ACTION ITEM A – According to the article on nutraceuticals, in what year was the term "nutraceuticals" coined?
ACTION ITEM B – Reproduce the article on nutraceuticals from the words "But is it realistic" up to and including the words "goes on and on.".

-- PASSAGE TO READ follows --

The Neyland Report
Earning - Thriving - Giving Back




Nutraceuticals – now there’s a word you don’t hear every day. But fear not. It is just a highbrow way of saying that some foods actually have medicinal properties. It does not mean that you can just eat healthfully and give up all the meds your doctor has prescribed. Instead, nutraceuticals have the distinction of adding to your current medical regimen, but only after discussing them in detail with your doctor.

But is it realistic to believe that chili peppers might help ease aches and pains? Check. What about turmeric? Can it really ease inflammation, similar to how aspirin functions in the body? Double check. Fatty fish and walnuts to ease arthritic inflammation; high fiber fruits to fight cancer; onions to lower cholesterol levels; whole grains and fresh fruit to stave off certain cancers and heart disease; ginger for nausea; skim milk for sunburn; olive oil to reduce risk of stroke. These and many other foods have been extensively studied for their medicinal properties. The list goes on and on.

The term “nutraceuticals” dates to 1989, when it was coined by doctors at the Foundation for Innovative Medicine. They combined the words nutrition and pharmaceutical to title their work with foods as medicine. Since then, the study of foods that treat or prevent disease has become a major area of biomedical research. Scientists study dietary supplements, as well as foods, some of which have become known as “super foods.”

Here are just a few of our commonly consumed foods that double as nutraceuticals:

  • Apples, if consumed regularly, have been shown to reduce the risk of breast and colon cancers, especially in people whose genes have a history of these diseases. Apples also help lower blood pressure and cholesterol.
  • Cranberries, in addition to their well-known function as protectors against urinary infections, actually have been shown to help strengthen the bodies of stroke victims. Cranberries can also help lower cholesterol.
  • Spinach has been found to decrease the decline in brain function that results from aging. Research also finds that spinach can protect against heart disease, and fight against several different cancers.
  • Sweet potatoes also help stave off certain cancers, and help protect against heart disease. They are a suggested alternative to white potatoes because of their heavy concentration of anti-oxidants.
  • Broccoli is one of the most extensively-researched foods, and consistent findings indicate that broccoli contains antioxidants that help prevent heart attack and stroke, especially in men. Other research shows broccoli to be one of the strongest cancer-fighting foods.

If you want a comprehensive guide to foods as medicine, we suggest “The A to Z Guide to Food as Medicine” by Diane Krafft. Almost every food you can think of is listed in the book, along with results of scientific research that indicates what diseases or illnesses the foods might treat or prevent.

-- PASSAGE TO READ concluded --
-- DATA SECTION follows --

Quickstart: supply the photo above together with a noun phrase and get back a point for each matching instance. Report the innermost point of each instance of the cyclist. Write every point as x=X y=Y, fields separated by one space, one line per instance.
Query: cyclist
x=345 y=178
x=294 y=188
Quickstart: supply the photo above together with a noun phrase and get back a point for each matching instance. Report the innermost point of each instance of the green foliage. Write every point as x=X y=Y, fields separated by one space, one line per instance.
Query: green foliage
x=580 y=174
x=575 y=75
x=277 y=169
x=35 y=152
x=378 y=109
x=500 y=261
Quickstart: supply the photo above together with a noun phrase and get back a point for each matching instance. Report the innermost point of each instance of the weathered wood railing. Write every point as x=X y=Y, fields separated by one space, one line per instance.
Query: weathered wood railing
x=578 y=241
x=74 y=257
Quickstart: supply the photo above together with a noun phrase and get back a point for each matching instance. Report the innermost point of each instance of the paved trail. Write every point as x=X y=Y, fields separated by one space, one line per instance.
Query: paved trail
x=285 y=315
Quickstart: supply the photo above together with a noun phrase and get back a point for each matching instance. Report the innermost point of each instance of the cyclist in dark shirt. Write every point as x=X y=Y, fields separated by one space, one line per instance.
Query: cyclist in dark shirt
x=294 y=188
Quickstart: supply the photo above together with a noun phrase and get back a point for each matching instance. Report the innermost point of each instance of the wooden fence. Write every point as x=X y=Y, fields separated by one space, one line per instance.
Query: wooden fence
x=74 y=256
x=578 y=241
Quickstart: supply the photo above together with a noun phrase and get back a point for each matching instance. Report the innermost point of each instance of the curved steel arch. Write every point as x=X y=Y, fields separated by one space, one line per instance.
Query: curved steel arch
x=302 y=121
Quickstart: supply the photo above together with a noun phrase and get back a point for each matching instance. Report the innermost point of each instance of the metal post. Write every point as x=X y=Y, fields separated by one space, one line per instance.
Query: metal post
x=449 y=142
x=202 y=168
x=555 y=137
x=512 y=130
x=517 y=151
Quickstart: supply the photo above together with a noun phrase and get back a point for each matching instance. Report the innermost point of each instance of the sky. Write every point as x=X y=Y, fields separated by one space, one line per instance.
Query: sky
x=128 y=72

-- DATA SECTION concluded --
-- DATA SECTION follows --

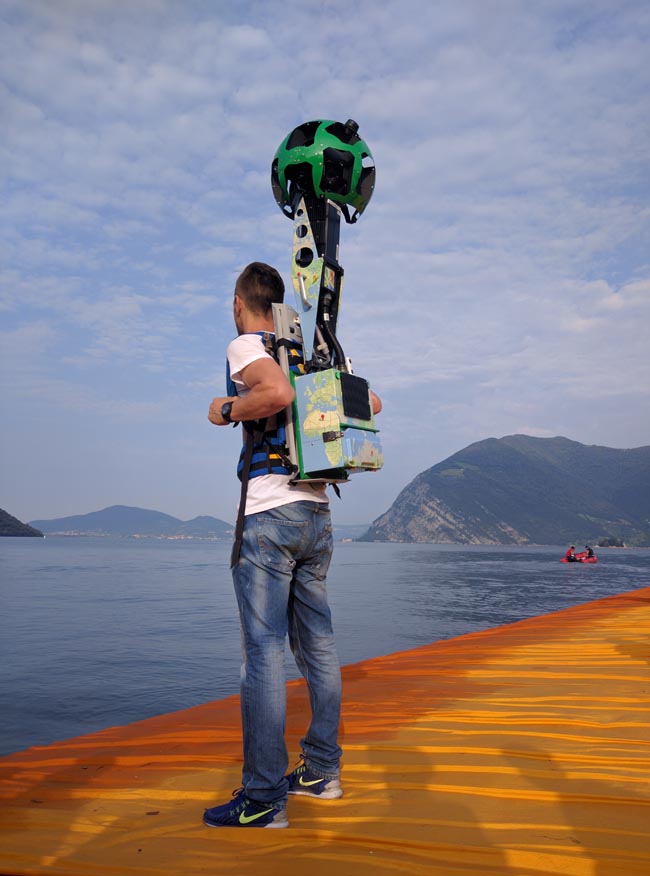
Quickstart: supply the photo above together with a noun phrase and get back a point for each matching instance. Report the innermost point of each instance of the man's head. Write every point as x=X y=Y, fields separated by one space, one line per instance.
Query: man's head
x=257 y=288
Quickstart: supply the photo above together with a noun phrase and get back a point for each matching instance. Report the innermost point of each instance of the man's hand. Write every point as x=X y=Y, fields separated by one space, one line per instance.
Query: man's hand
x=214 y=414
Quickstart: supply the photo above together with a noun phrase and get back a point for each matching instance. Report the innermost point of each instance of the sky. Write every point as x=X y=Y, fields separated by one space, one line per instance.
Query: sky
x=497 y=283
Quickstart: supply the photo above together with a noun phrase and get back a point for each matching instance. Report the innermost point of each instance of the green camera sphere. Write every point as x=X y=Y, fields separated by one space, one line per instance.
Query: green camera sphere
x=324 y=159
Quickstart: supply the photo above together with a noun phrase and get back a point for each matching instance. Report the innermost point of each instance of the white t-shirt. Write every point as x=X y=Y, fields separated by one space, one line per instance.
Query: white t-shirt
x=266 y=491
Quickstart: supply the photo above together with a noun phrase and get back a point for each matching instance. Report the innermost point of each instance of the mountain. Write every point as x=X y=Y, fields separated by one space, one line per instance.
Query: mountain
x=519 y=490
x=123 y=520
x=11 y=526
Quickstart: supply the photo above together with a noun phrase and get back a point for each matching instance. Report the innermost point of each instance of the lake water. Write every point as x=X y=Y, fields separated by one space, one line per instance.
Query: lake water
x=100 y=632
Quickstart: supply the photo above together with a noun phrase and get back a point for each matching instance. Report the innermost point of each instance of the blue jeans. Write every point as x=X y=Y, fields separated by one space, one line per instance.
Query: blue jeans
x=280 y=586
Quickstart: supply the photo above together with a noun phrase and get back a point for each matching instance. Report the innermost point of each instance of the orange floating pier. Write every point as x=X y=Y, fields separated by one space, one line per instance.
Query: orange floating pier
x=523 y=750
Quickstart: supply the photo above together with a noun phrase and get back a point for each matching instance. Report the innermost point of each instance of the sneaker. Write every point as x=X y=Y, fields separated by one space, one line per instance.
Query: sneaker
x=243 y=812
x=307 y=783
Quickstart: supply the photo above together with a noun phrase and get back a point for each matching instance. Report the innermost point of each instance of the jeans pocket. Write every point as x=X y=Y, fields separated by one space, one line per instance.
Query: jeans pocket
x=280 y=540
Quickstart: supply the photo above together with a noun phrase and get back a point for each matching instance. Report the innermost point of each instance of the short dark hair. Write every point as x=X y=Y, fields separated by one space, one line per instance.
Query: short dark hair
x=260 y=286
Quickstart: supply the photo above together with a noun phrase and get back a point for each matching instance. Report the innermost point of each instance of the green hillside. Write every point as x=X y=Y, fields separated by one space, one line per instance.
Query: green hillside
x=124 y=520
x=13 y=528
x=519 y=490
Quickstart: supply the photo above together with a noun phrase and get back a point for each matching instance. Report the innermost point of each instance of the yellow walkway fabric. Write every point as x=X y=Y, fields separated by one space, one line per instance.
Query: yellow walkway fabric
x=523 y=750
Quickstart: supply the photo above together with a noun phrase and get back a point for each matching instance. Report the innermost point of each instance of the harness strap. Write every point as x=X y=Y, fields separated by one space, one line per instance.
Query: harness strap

-- DATA SECTION concluded --

YOUR SOLUTION A – 1989

YOUR SOLUTION B –
But is it realistic to believe that chili peppers might help ease aches and pains? Check. What about turmeric? Can it really ease inflammation, similar to how aspirin functions in the body? Double check. Fatty fish and walnuts to ease arthritic inflammation; high fiber fruits to fight cancer; onions to lower cholesterol levels; whole grains and fresh fruit to stave off certain cancers and heart disease; ginger for nausea; skim milk for sunburn; olive oil to reduce risk of stroke. These and many other foods have been extensively studied for their medicinal properties. The list goes on and on.